┏━━
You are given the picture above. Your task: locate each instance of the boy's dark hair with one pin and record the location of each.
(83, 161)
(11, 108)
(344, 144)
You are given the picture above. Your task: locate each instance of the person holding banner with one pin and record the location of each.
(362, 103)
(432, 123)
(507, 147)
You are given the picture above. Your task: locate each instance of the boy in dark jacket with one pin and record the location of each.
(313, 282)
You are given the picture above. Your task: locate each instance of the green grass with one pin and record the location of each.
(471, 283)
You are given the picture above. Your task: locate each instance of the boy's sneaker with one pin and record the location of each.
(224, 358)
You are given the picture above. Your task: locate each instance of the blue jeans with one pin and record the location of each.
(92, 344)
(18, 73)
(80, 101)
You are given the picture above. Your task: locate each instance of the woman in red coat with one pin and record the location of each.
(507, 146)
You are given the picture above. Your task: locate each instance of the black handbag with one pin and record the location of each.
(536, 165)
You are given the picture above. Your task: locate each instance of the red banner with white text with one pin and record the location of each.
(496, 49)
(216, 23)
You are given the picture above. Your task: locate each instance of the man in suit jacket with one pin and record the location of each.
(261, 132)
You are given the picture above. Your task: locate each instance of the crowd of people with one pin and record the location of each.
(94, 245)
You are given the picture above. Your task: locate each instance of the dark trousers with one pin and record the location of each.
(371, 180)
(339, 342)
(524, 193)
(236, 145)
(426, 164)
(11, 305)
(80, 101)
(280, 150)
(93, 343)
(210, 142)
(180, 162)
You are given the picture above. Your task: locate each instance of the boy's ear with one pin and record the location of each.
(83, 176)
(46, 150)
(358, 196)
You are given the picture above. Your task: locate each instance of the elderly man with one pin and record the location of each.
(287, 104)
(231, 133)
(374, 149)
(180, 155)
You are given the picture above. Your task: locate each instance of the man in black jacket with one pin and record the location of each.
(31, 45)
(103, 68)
┗━━
» **Problem statement**
Copy out every item above word for word, keeping their order and leaving none out.

» **Finished task**
You are given the picture above. Your task: locate each instance of the boy's dark hair with one pin and record the location of each.
(83, 161)
(11, 108)
(344, 144)
You are given the picture above. Your task: locate each instance of the person holding banner with one pin and record the location of each.
(362, 103)
(432, 123)
(507, 147)
You are given the picture above. Your task: locate each instance of the boy in dark jacket with one pin and record the location of each.
(313, 282)
You are given the picture above. Your task: locate each instance of the green grass with one pin and record the location of each.
(471, 283)
You are given the picture above. Your task: locate each instance of the boy's sneaker with one pin and record the location of each.
(224, 358)
You are given the picture above. Your task: locate each instance of the blue jeans with one pin and record the location of each.
(92, 344)
(18, 73)
(80, 101)
You are given the picture above. Your task: locate each instance of the woman in red coat with one pin and record the location of each.
(507, 146)
You are given the picture above. Your task: locate each instance of the black handbag with one pin and record the location of each.
(536, 165)
You are given the picture above. Your task: locate each instance of the red banner with white text with one pin and record the location of each.
(496, 49)
(216, 23)
You are given the picture above. Your task: locate each instance of the man in suit jacket with one pin and record the location of each.
(261, 132)
You are given the picture above. Your task: locate each instance of the crowd of people with one pin and record the location of each.
(94, 245)
You are given the picture above. Your task: locate each instance of the dark trousers with one pin and record the location of each.
(371, 180)
(339, 342)
(524, 193)
(236, 145)
(426, 164)
(11, 305)
(80, 101)
(280, 150)
(93, 343)
(210, 142)
(180, 162)
You are given the picture above. Your task: locate each instance of the boy's ear with one pin and record the location of each.
(83, 176)
(46, 150)
(358, 196)
You are given the picture above. Your task: locate each instance of the elderly man with one pin and record the location of each.
(287, 104)
(231, 133)
(374, 149)
(180, 155)
You are given the picture above. Your task: locate each instance of the man in black jacket with one pin and record the location of each.
(31, 45)
(103, 68)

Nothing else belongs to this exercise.